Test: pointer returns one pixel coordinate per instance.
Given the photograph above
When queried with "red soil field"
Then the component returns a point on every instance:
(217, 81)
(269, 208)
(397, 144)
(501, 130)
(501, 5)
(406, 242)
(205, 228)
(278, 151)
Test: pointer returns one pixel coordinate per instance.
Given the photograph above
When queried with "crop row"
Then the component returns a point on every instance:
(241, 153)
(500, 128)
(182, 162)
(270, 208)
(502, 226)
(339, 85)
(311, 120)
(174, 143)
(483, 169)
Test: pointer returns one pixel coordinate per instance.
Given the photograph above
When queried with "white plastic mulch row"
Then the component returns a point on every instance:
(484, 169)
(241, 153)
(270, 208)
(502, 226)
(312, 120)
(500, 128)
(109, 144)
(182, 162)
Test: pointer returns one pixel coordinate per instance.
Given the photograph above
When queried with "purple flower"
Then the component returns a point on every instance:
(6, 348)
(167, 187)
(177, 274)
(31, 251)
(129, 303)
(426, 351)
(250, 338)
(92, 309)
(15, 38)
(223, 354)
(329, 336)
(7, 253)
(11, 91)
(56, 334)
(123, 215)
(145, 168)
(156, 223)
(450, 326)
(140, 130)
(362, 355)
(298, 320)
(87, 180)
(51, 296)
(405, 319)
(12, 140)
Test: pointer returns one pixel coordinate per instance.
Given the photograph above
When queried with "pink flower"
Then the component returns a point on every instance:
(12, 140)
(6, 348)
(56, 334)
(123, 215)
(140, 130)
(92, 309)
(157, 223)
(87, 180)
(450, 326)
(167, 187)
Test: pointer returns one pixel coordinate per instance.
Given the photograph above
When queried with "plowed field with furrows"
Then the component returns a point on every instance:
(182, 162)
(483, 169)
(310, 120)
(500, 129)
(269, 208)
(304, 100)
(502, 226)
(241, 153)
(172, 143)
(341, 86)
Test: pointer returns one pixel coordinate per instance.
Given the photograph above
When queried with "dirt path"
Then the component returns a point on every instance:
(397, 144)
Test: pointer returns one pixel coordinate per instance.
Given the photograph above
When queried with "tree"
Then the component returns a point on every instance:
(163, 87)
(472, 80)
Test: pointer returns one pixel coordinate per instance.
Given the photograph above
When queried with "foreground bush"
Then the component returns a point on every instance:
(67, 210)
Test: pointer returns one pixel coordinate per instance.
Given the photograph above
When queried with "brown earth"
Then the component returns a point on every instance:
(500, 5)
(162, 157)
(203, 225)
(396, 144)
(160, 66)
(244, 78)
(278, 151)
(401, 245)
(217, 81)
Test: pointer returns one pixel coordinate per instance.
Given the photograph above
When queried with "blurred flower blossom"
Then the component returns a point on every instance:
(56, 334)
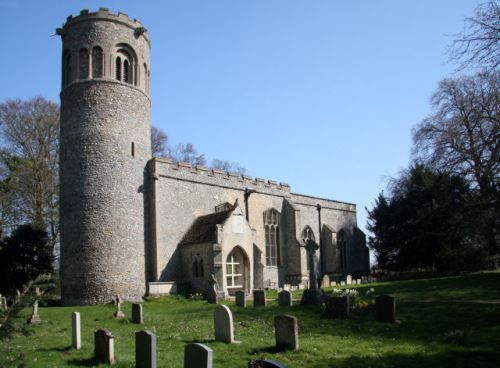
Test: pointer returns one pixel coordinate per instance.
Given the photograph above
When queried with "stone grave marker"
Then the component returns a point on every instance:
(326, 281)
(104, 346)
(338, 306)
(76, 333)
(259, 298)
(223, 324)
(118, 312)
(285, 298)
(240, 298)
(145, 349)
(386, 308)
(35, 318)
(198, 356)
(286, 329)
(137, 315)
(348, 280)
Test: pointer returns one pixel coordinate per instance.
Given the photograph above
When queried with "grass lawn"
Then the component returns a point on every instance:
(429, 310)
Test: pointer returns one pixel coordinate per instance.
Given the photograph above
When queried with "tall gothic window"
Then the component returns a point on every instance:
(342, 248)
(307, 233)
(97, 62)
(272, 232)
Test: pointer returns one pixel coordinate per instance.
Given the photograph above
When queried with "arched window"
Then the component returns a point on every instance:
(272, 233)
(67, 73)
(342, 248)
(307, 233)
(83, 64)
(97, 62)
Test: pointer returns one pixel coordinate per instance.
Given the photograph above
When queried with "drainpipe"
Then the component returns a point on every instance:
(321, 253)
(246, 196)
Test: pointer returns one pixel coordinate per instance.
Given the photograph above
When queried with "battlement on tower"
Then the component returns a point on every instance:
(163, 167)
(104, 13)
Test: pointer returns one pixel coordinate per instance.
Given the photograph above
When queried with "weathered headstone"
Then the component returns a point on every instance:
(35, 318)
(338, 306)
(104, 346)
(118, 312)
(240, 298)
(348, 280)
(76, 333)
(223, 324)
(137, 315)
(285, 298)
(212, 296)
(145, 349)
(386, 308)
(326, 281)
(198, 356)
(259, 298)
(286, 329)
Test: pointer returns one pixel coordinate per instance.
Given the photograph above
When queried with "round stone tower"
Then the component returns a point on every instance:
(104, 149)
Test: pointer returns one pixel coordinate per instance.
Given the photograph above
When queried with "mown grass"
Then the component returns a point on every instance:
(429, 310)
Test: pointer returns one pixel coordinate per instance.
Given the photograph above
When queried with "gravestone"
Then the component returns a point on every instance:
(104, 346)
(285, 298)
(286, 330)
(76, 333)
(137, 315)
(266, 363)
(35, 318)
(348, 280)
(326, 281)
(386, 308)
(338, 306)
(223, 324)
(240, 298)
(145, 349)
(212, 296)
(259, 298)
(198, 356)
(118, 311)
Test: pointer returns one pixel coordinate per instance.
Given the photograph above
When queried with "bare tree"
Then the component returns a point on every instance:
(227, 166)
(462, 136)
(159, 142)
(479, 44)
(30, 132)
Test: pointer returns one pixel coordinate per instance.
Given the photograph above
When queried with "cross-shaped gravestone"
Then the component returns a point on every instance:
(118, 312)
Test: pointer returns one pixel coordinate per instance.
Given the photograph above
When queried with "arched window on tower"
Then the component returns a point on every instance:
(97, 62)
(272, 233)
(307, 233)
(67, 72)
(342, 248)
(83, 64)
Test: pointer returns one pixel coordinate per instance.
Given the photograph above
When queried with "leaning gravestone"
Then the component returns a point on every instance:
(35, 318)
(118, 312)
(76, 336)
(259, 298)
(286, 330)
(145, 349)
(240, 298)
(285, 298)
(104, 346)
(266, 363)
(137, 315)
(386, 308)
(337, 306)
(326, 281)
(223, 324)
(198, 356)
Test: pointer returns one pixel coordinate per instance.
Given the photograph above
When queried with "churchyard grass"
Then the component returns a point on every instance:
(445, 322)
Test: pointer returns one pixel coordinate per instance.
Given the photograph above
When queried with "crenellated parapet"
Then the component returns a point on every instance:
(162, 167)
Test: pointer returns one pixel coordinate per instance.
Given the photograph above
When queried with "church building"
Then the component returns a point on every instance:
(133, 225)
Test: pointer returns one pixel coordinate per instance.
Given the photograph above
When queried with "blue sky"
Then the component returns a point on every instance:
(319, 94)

§

What you have to do
Reproduce the entries above exactly. Do not include the images.

The completed task
Test: pointer returns one pixel coordinate per instance.
Given the photograph above
When queried with "red soil field"
Then the component returns a point on every instance:
(217, 81)
(269, 208)
(397, 144)
(501, 130)
(501, 5)
(406, 242)
(205, 228)
(278, 151)
Test: pointer returns one pixel coordinate per instance.
Given the photograph above
When queried with "crop row"
Then the component returns a point on every instance:
(241, 153)
(500, 128)
(182, 162)
(270, 208)
(502, 226)
(339, 85)
(311, 120)
(174, 143)
(483, 169)
Test: pointer returns one pixel coordinate per instance.
Given the photograph above
When queried with "white plastic mulch row"
Then the component returns a point on every instance:
(484, 169)
(241, 153)
(270, 208)
(502, 226)
(312, 120)
(500, 128)
(109, 144)
(182, 162)
Test: pointer returns one pixel coordinate per instance.
Given the photograph above
When queried with "purple flower"
Then the component returns a point on every instance:
(6, 348)
(167, 187)
(177, 274)
(31, 251)
(129, 303)
(426, 351)
(250, 338)
(92, 309)
(15, 38)
(223, 354)
(329, 336)
(7, 253)
(11, 91)
(56, 334)
(123, 215)
(145, 168)
(156, 223)
(450, 326)
(140, 130)
(362, 355)
(298, 320)
(87, 180)
(51, 296)
(405, 319)
(12, 140)
Test: pointer returns one pixel coordinate per instance.
Given the photograph above
When queried with "pink flower"
Then the component returns a point on every instance:
(12, 140)
(6, 348)
(56, 334)
(123, 215)
(140, 130)
(92, 309)
(157, 223)
(87, 180)
(450, 326)
(167, 187)
Test: pointer returns one pixel coordinate per instance.
Given the photograph above
When queried with "plowed field with furrows"
Then the component returns a point on every instance:
(182, 162)
(483, 169)
(310, 120)
(500, 129)
(269, 208)
(304, 100)
(502, 226)
(241, 153)
(172, 143)
(341, 86)
Test: pointer returns one pixel coordinate per instance.
Given the photograph above
When queried with "dirt path"
Then the component returns a point on every instance:
(397, 144)
Test: pointer returns one pixel coordinate per instance.
Given the photograph above
When queried with "tree"
Then the component returns a point on every instance:
(163, 87)
(472, 80)
Test: pointer returns one pixel coordinate per instance.
Given the photograph above
When queried with "foreground bush"
Then the component returns a point on every instance:
(67, 210)
Test: pointer returns one pixel coordinate per instance.
Given the photograph above
When queried with "brown earth"
Then the component returns a point on every instance:
(500, 5)
(162, 157)
(203, 225)
(396, 144)
(160, 66)
(244, 78)
(278, 151)
(401, 245)
(217, 81)
Test: pointer returns one pixel coordinate per instance.
Given the photograph above
When queried with "blurred flower blossom"
Then the component returns a point on every instance:
(56, 334)
Test: pointer returns one pixel coordinate per instance.
Given the photograph above
When queried with "stone grave marker"
Then the component returns a point on every instance:
(326, 281)
(104, 346)
(338, 306)
(76, 333)
(259, 298)
(223, 324)
(118, 312)
(285, 298)
(240, 298)
(145, 349)
(386, 308)
(35, 318)
(198, 356)
(286, 329)
(137, 315)
(348, 280)
Test: pointer returns one pixel coordinate per instance.
Given the photograph above
When queried with "grass lawn"
Then the component returns a point on every instance:
(429, 310)
Test: pointer returns one pixel coordinate per instance.
Given the photograph above
When queried with "tall gothic window"
Then the component returns a point on every instance:
(342, 248)
(307, 233)
(97, 62)
(272, 232)
Test: pointer returns one pixel coordinate per instance.
Given the photograph above
When queried with "arched window"
Then the component returns a point on every instance:
(272, 233)
(67, 73)
(342, 248)
(307, 233)
(83, 64)
(97, 62)
Test: pointer returns one pixel coordinate per instance.
Given the photograph above
When queried with "drainpipe"
Then the component returns a point on every instance:
(321, 253)
(246, 196)
Test: pointer returns one pixel coordinate per instance.
Given the photograph above
When queried with "battlement on tower"
Then the component returns a point on every instance:
(163, 167)
(104, 13)
Test: pointer returns one pixel coordinate per instance.
Given the photograph above
When queried with "weathered headstone"
Then the component returns a point on every instance:
(35, 318)
(338, 306)
(104, 346)
(118, 312)
(240, 298)
(348, 280)
(76, 333)
(223, 324)
(137, 315)
(285, 298)
(212, 296)
(145, 349)
(386, 308)
(326, 281)
(198, 356)
(259, 298)
(286, 329)
Test: pointer returns one pixel coordinate per instance.
Given the photograph above
When queried with "round stone tower"
Then the component returns a point on every instance:
(104, 149)
Test: pointer returns one pixel coordinate per instance.
Given the photograph above
When queried with "mown grass"
Then the component returns a point on every instance:
(429, 310)
Test: pointer returns one pixel coordinate per instance.
Given the photograph above
When queried with "gravestone"
Then the component returns a point on every instance:
(104, 346)
(285, 298)
(286, 330)
(76, 333)
(137, 315)
(266, 363)
(35, 318)
(348, 280)
(326, 281)
(386, 308)
(338, 306)
(223, 324)
(240, 298)
(145, 349)
(212, 296)
(259, 298)
(198, 356)
(118, 311)
Test: pointer returns one pixel coordinate per instance.
Given the photograph above
When queried with "bare tree"
Then the component returns a point on every instance:
(227, 166)
(462, 136)
(159, 142)
(479, 44)
(30, 132)
Test: pointer returns one pixel coordinate per instance.
Given the photograph above
When queried with "cross-shaped gravestone"
Then the component returns a point on every instance:
(118, 312)
Test: pointer returns one pixel coordinate per instance.
Given the photograph above
When queried with "arched window on tower"
Then the component returns a point on every instance:
(97, 62)
(272, 233)
(307, 233)
(67, 72)
(342, 248)
(83, 64)
Test: pointer returns one pixel coordinate per instance.
Given the photograph above
When queried with "leaning gravestone"
Then the component returns a point on every instance:
(35, 318)
(118, 312)
(76, 336)
(259, 298)
(286, 330)
(145, 349)
(240, 298)
(285, 298)
(104, 346)
(266, 363)
(137, 315)
(386, 308)
(337, 306)
(326, 281)
(223, 324)
(198, 356)
Test: pointer returns one pixel coordinate per instance.
Given the photograph above
When queried with "churchyard grass"
Then the component returns a point on every instance:
(445, 322)
Test: pointer returns one pixel coordinate per instance.
Given the photograph above
When queried with "crenellated parapet"
Then the component returns a point on every instance:
(162, 167)
Test: pointer returns one pixel coordinate per instance.
Given the photograph above
When queried with "church building"
Then the component returns a point on every instance:
(133, 225)
Test: pointer returns one pixel coordinate per instance.
Given the photograph above
When queried with "blue sky"
Then the component returns a point on every instance:
(319, 94)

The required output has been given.